◆ What to work on ◆
Every line from the one containing "the wooden plank" to the end of the records below, written out word for word, is the whole answer.

*** Begin section ***

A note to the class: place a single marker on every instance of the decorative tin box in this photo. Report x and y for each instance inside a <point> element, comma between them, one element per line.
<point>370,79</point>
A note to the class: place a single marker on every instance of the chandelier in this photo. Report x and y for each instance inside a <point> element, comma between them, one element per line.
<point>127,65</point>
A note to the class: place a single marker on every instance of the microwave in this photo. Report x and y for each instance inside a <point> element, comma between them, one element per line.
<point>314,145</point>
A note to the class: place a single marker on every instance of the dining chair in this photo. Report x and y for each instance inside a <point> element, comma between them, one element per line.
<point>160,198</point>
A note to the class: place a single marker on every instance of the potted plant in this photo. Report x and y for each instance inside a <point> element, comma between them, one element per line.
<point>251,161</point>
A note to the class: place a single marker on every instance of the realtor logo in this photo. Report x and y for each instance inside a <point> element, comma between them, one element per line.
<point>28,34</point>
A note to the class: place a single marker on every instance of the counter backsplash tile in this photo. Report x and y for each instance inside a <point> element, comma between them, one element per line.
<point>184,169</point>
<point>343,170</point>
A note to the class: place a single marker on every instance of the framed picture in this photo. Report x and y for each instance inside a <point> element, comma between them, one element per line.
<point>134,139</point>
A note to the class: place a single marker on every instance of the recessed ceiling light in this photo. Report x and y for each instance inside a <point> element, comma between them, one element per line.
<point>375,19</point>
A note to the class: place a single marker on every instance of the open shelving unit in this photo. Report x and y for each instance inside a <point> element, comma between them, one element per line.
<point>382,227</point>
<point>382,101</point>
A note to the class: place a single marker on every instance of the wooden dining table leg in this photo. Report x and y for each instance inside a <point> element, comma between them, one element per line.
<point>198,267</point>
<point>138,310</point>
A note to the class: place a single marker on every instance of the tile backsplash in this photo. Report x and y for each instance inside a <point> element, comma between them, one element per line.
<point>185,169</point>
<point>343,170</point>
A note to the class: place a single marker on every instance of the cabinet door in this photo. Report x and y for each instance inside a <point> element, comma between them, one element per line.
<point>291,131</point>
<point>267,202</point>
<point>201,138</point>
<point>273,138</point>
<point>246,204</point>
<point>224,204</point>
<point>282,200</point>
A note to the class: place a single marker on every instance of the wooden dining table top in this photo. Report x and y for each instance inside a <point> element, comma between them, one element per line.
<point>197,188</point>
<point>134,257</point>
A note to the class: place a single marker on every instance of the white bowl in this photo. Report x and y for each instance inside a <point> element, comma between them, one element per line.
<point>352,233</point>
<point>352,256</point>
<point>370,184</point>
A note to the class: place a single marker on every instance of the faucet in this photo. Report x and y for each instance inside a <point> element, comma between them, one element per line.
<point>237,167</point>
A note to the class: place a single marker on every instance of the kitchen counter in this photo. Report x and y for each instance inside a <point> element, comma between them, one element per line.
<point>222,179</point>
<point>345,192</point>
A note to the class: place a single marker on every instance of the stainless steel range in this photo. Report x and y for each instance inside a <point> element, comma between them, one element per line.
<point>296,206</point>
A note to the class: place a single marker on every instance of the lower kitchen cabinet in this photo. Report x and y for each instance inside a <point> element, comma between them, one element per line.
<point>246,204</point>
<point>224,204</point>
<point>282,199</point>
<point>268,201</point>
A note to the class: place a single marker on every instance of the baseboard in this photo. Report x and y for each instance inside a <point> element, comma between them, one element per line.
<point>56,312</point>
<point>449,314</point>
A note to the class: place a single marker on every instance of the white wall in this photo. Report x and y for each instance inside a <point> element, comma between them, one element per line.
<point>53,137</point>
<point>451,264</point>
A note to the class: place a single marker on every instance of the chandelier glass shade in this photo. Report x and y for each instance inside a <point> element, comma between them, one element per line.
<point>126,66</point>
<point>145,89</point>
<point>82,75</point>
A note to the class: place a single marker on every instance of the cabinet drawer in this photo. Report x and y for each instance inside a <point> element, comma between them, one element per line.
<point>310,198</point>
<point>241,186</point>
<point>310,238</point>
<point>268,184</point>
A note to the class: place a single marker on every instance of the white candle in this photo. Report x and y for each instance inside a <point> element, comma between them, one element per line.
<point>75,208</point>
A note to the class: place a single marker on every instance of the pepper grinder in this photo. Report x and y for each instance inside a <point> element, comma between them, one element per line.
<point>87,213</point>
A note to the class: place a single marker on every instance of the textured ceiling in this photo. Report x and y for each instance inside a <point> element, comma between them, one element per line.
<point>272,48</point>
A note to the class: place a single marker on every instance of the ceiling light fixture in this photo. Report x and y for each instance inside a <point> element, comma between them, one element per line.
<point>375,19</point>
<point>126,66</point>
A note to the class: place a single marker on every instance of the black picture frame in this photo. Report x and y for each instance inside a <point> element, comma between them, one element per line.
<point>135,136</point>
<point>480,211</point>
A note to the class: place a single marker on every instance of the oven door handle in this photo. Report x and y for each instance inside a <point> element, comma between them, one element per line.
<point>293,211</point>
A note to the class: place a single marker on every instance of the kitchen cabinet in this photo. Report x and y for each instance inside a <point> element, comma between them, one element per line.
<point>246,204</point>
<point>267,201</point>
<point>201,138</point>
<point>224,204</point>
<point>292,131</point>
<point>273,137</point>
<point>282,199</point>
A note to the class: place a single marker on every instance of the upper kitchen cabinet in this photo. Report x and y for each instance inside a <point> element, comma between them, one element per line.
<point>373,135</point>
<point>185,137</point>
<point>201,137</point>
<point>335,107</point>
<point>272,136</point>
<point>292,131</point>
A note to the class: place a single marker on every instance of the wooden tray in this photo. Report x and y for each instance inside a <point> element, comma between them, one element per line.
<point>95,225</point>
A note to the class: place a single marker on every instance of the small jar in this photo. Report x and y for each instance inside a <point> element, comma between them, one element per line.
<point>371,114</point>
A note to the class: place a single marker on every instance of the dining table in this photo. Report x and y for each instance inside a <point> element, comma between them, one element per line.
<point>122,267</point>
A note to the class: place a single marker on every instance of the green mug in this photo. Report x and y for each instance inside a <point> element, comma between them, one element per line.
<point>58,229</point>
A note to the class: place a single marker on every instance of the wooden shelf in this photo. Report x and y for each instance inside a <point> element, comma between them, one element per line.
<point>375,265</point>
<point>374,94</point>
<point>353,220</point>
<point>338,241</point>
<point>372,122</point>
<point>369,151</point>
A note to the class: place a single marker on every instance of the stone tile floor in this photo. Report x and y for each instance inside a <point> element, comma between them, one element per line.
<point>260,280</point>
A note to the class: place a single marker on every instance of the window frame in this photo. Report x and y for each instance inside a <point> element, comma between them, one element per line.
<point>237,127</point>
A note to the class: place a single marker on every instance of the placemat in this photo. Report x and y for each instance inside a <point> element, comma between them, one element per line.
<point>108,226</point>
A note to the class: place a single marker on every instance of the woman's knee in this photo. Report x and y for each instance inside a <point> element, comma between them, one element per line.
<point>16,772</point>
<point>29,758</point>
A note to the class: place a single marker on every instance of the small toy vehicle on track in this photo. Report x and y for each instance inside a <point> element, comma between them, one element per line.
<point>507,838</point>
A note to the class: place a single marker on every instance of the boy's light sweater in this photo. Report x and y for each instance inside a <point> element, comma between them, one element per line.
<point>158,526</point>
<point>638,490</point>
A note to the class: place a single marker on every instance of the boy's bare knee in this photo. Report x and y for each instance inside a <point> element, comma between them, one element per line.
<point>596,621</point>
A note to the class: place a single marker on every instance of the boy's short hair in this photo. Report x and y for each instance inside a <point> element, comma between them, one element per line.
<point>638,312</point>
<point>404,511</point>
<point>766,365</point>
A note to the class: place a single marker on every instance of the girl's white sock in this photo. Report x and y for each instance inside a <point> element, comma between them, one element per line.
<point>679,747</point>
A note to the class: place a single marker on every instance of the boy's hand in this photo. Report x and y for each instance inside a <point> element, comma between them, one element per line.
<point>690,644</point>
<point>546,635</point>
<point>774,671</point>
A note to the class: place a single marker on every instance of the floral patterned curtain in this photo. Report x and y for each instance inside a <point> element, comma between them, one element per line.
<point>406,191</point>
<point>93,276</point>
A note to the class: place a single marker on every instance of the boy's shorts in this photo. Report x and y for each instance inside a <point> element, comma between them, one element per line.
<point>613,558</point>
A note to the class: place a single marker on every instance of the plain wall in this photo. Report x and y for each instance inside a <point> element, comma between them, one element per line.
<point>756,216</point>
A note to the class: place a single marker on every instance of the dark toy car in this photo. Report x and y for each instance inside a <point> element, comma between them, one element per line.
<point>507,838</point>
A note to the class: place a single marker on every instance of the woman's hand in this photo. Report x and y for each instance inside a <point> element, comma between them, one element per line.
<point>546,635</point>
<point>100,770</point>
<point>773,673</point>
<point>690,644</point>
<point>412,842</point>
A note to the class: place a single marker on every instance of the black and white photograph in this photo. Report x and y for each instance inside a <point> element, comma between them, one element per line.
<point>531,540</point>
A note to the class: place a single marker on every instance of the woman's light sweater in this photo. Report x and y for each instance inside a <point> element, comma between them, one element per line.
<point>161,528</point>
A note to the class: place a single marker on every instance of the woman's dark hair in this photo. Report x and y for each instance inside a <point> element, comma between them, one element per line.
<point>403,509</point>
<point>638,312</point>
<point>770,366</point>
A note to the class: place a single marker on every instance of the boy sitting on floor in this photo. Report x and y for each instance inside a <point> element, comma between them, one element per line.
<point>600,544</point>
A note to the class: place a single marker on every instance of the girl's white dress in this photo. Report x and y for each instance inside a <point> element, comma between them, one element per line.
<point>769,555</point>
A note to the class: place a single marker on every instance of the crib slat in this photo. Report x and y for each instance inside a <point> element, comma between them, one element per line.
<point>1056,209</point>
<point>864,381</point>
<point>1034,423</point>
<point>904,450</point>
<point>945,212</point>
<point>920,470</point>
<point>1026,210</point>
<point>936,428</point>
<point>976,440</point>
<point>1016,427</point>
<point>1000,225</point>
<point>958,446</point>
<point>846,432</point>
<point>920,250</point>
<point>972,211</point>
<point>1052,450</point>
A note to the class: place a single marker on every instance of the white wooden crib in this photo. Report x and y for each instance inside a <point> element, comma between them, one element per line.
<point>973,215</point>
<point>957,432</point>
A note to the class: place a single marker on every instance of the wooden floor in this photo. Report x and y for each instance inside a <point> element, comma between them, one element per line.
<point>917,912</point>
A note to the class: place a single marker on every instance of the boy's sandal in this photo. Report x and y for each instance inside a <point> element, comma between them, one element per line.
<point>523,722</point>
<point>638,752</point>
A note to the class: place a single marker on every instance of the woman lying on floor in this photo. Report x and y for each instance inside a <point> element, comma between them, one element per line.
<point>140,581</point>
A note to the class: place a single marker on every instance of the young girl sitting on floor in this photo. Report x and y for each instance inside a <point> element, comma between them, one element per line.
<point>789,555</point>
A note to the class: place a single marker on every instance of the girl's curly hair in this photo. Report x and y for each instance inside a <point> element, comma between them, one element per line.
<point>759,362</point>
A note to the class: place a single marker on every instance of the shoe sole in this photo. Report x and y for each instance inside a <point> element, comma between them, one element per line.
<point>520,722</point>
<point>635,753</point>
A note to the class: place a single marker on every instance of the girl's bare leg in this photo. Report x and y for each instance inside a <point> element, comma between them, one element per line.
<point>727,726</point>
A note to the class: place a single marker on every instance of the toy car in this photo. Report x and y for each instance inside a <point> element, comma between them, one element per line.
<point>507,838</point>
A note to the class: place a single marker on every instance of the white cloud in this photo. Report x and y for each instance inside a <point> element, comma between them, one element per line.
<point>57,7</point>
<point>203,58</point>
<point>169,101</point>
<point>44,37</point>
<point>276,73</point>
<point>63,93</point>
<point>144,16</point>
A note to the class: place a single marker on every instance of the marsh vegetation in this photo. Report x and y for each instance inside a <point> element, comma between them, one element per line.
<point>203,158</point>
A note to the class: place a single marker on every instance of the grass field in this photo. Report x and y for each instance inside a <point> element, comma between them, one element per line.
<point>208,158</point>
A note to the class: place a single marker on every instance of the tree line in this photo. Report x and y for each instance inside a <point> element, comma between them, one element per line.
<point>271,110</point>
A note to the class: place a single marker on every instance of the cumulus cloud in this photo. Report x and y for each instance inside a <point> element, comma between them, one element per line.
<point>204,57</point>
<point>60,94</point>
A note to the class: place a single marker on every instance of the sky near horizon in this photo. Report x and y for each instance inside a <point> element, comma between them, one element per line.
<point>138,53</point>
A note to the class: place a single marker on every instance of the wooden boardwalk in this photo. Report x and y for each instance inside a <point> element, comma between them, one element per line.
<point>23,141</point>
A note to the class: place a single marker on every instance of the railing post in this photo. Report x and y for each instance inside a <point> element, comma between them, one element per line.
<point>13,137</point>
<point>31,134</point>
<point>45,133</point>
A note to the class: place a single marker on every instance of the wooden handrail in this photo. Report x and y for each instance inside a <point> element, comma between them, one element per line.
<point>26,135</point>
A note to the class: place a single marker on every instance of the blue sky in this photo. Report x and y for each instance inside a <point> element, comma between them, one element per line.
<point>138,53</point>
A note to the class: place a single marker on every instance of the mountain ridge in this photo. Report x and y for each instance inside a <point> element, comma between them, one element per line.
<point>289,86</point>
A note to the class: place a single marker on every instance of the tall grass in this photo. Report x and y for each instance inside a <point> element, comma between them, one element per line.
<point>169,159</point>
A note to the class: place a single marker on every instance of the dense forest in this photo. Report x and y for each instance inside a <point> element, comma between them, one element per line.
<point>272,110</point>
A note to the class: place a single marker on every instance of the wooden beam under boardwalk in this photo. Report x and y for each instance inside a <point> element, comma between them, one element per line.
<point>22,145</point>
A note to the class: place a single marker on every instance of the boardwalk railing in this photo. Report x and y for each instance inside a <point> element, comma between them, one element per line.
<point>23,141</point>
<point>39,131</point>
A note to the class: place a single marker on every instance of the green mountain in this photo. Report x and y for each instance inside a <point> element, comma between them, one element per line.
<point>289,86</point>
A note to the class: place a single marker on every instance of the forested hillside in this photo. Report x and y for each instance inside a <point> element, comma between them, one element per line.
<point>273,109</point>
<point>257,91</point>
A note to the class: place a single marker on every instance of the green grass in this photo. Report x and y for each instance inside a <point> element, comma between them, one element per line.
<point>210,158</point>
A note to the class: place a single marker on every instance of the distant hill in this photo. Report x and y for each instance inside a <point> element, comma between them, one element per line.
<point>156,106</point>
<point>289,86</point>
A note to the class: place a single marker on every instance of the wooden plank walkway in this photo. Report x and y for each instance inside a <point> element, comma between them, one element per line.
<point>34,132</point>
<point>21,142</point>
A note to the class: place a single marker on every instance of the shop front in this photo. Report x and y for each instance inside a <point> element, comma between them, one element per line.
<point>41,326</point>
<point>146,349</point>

*** End section ***

◆ Solved problem ◆
A note to the class: place a single marker on every instance of the wooden plank walkway in this photo. Report x and y for each instance inside a <point> element, comma between them, one element per line.
<point>34,132</point>
<point>21,142</point>
A note to the class: place a single marker on every instance of the shop front in this photo. Report x and y for each instance inside a <point> element, comma between them, one element per line.
<point>41,326</point>
<point>146,349</point>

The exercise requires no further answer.